** begin QUOTED TEXT **

For now we'll just train using the generated training set, and store two models `latest` and `classic`.


In [None]:
from ltr.ranklib import train

train(client, training_set=latest_training_set, 
      index='tmdb', featureSet='release', modelName='latest')

Now train another model based on the 'classsic' movie judgments.

In [None]:
train(client, training_set=classic_training_set, 
      index='tmdb', featureSet='release', modelName='classic')

## Step4. Upload LTR Model

## Step5. Predict (Run `sltr` query)

### Ben Affleck vs Adam West
If we search for `batman`, how do the results compare?  Since the `classic` model prefered old movies it has old movies in the top position, and the opposite is true for the `latest` model.  To continue learning LTR, brainstorm more features and generate some real judgments for real queries.

In [None]:
import ltr.release_date_plot as rdp
rdp.plot(client, 'batman')

### See top 12 results for both models

Looking at the `classic` model first.

In [None]:
import pandas as pd
classic_results = rdp.search(client, 'batman', 'classic')
pd.json_normalize(classic_results)[['id', 'title', 'release_year', 'score']].head(12)

And then the `latest` model.

In [None]:
latest_results = rdp.search(client, 'batman', 'latest')
pd.json_normalize(latest_results)[['id', 'title', 'release_year', 'score']].head(12)

** end QUOTED TEXT **
** begin RECORDS **

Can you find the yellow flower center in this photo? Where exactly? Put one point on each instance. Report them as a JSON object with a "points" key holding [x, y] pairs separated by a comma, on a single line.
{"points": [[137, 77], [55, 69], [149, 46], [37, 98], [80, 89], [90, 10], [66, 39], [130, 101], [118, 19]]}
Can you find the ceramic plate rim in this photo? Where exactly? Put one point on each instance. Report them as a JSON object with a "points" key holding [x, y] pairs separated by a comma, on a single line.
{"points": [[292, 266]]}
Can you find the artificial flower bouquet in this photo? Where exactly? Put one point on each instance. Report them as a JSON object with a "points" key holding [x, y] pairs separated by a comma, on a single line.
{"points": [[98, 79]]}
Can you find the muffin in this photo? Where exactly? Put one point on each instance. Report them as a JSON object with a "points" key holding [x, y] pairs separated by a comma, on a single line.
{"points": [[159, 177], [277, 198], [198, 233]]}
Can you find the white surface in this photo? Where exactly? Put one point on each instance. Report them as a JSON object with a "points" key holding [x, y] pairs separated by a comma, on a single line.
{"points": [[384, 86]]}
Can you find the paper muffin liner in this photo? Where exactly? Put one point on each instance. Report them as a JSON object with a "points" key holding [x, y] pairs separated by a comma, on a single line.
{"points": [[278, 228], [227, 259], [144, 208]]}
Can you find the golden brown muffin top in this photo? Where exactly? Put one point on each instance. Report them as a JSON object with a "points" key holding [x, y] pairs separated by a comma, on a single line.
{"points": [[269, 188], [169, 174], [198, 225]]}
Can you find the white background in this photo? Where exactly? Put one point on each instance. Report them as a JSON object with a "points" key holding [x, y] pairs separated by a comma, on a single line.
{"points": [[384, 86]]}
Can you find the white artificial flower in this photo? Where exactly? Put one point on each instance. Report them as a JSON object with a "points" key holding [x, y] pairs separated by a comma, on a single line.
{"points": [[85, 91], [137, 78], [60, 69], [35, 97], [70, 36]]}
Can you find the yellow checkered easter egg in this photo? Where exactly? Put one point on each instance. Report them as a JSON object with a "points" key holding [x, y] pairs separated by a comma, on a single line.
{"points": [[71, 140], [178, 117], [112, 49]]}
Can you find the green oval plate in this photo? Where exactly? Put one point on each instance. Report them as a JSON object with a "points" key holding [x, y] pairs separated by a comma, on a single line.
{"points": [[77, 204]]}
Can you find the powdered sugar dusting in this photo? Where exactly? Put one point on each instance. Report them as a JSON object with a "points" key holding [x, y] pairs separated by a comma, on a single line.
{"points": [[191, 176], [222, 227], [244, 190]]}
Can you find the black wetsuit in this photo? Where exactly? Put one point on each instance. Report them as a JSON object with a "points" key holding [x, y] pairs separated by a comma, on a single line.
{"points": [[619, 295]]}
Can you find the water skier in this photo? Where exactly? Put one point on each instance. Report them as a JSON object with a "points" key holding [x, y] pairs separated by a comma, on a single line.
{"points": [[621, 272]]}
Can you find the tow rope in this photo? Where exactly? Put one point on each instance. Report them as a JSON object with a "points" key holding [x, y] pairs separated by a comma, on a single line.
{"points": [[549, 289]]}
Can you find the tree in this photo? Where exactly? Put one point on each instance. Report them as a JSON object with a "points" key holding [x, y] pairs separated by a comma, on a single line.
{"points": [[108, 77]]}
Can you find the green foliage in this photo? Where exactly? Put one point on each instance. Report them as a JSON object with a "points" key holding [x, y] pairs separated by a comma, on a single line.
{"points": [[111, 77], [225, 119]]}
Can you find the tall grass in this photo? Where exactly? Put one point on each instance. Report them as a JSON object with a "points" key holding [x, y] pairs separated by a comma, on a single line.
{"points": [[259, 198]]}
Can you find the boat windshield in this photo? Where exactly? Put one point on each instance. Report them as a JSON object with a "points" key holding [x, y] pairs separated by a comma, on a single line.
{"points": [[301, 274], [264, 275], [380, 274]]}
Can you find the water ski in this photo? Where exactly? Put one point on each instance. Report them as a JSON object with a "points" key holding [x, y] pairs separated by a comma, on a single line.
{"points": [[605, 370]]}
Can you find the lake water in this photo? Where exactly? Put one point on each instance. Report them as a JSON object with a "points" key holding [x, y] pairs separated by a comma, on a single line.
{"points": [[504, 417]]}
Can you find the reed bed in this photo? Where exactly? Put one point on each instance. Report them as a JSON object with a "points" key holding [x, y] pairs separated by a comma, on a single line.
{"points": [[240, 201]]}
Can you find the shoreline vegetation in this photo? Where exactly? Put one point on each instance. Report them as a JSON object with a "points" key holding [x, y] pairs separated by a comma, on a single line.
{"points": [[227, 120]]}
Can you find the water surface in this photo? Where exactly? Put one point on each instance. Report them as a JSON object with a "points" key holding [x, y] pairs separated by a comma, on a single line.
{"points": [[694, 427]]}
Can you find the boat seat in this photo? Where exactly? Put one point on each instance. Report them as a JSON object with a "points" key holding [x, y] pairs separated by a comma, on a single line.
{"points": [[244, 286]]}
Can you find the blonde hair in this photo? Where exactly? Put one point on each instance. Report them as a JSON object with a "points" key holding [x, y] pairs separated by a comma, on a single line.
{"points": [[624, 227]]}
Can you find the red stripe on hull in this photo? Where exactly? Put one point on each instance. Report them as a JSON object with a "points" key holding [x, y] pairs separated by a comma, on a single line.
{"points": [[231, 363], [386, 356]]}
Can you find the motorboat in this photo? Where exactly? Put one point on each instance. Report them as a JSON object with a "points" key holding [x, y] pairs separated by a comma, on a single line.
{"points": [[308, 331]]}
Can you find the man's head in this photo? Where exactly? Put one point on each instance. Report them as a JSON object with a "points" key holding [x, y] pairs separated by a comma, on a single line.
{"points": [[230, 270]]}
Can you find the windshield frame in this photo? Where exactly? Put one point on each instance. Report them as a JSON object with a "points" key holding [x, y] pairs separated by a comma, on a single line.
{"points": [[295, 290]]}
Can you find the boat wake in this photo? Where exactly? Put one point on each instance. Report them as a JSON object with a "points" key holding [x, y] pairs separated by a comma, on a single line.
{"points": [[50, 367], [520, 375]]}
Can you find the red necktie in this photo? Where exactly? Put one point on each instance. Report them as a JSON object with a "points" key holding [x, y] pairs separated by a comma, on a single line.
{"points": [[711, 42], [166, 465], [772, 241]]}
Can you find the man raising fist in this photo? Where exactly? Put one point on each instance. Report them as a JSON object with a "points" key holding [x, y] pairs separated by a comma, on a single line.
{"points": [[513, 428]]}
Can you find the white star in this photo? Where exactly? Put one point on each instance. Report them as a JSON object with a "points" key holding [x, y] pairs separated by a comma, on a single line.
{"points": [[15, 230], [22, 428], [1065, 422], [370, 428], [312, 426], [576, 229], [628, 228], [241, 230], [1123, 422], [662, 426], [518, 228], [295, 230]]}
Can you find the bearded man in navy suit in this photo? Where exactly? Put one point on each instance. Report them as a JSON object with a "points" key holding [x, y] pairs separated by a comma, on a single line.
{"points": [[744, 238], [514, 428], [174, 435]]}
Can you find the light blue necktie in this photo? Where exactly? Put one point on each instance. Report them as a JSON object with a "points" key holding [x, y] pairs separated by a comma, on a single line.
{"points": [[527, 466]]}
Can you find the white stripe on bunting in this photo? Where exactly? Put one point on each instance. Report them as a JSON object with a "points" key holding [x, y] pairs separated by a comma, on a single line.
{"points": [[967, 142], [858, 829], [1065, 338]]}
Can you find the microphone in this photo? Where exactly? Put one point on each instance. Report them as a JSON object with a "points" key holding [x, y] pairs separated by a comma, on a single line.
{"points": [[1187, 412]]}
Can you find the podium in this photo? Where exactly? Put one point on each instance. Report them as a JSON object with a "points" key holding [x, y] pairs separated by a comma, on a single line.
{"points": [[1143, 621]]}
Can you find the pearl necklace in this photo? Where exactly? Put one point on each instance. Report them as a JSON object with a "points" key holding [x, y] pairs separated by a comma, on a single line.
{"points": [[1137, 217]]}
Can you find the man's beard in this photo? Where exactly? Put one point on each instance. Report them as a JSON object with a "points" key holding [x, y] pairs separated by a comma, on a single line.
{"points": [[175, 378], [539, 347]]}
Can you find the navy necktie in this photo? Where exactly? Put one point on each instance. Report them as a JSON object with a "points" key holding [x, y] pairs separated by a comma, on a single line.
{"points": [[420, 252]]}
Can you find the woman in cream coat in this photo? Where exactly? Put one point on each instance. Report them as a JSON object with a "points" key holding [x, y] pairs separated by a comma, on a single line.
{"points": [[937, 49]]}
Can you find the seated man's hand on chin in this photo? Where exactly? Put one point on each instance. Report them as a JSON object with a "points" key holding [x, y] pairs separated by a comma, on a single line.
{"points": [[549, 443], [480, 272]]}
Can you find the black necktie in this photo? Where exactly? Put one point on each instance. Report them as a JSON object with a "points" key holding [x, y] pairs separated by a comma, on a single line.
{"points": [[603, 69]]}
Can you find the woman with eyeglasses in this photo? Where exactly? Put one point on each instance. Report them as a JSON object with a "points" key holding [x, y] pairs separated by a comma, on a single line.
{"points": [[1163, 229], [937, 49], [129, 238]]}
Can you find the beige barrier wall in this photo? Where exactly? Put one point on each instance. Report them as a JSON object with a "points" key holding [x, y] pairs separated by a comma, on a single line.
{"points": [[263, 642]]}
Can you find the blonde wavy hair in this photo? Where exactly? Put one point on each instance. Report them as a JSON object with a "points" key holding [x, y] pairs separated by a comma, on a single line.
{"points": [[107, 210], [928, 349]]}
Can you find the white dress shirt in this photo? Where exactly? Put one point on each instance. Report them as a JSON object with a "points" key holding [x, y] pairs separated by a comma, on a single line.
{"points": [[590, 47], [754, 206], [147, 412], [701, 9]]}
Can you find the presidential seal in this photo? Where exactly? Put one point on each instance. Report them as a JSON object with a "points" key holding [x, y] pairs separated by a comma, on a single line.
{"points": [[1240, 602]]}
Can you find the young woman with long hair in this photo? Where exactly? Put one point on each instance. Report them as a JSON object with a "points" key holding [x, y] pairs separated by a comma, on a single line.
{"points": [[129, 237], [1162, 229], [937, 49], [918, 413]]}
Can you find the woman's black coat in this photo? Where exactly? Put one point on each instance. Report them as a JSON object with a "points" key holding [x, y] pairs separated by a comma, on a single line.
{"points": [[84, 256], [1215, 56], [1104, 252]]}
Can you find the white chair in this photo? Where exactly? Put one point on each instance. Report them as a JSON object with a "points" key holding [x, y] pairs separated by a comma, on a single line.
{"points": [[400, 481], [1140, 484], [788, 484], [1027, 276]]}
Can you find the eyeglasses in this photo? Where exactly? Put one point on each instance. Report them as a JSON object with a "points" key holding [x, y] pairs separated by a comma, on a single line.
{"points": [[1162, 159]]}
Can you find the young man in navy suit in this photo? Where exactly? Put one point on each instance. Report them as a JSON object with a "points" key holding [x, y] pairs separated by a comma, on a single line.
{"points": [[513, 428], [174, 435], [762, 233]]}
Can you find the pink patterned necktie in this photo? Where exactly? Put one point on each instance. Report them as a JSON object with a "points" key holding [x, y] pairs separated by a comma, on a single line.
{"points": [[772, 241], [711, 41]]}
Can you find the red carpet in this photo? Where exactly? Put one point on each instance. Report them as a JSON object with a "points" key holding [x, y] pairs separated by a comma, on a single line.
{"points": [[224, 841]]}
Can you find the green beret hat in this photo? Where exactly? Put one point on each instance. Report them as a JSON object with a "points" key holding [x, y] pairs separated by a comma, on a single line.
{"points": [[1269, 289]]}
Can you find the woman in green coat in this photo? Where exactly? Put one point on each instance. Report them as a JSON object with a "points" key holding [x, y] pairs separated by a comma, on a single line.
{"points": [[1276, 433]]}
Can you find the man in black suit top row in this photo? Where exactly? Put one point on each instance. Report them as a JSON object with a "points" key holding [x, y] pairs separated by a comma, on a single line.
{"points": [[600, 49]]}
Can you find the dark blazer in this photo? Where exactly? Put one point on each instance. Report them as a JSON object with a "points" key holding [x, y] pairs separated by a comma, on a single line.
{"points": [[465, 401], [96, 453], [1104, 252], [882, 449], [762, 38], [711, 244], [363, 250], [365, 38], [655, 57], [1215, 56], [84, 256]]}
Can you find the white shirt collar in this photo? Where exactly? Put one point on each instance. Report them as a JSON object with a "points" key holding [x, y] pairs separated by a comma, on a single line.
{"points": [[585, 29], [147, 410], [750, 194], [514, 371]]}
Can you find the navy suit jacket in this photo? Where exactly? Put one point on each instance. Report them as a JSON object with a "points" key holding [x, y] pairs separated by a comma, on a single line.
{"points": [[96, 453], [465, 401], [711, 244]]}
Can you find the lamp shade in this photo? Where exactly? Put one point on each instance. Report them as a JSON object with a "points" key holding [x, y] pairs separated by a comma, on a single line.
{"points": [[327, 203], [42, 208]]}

** end RECORDS **

:: REQUIREMENTS ::
(A) State whether each of the following statements agrees with the learning-to-rank excerpt, answering yes or no and quoting the deciding words exactly: (i) two models are stored, named latest and classic; (ii) the classic model places newer movies in the top position; (iii) both models are trained with the same feature set.
(B) Retype the part of the learning-to-rank excerpt that opens with the words containing "Now train another" and closes with "index='tmdb', featureSet='release', modelName='classic')".

:: TASK-BY-TASK SOLUTIONS ::
(A)
(i) Yes: "store two models `latest` and `classic`"
(ii) No: "Since the `classic` model prefered old movies it has old movies in the top position"
(iii) Yes: "featureSet='release'" appears in both training calls.

(B)
Now train another model based on the 'classsic' movie judgments.

In [None]:
train(client, training_set=classic_training_set, 
      index='tmdb', featureSet='release', modelName='classic')